- _Work to complete_: Retype the passage of the mailing-list message on Wikimedia chapters between "[Foundation-l] Board resolutions" and "of a society.", inclusive.

-- START OF Text excerpt --

[Foundation-l] Board resolutions (chapters)

Gerard Meijssen gerard.meijssen at gmail.com
Tue Jan 20 08:48:11 UTC 2009


Hoi,
When the New York people get their chapter, they are part of the USA legal
system. It makes sense imho opinion to have a NY chapter if this is
necessary to organise things that require a legal setting. Things like
charitable donations. If these aspects are not relevant, there is no real
need to have a chapter. It is then more of a society.

When a "chapter" like New York is allowed then there is in essence nothing
to have another "sub chapter "in another country.. In the end when it is all
about community and community activity, an Amsterdam chapter is as valid as
a Dutch chapter right ?
Thanks,
       GerardM

2009/1/20 Jimmy Wales <jwales at wikia-inc.com>

> Austin Hair wrote:
> > Every chapter has unique
> > considerations specific to its social and political circumstances—be
> > it Taiwan, Serbia, Hong Kong, or New York City—but, as far as we're
> > concerned, there's no such thing as a second-class chapter.

-- END OF Text excerpt --
-- START OF Data records --

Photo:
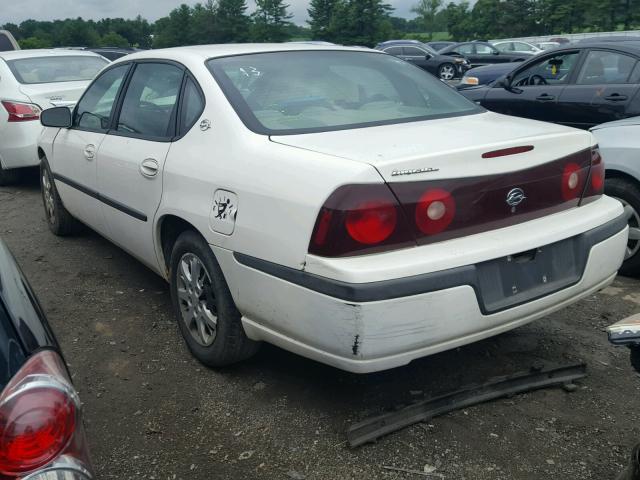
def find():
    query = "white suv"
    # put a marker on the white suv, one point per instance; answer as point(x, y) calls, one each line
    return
point(333, 201)
point(31, 80)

-- END OF Data records --

- _Output of the exercise_:
[Foundation-l] Board resolutions (chapters)

Gerard Meijssen gerard.meijssen at gmail.com
Tue Jan 20 08:48:11 UTC 2009


Hoi,
When the New York people get their chapter, they are part of the USA legal
system. It makes sense imho opinion to have a NY chapter if this is
necessary to organise things that require a legal setting. Things like
charitable donations. If these aspects are not relevant, there is no real
need to have a chapter. It is then more of a society.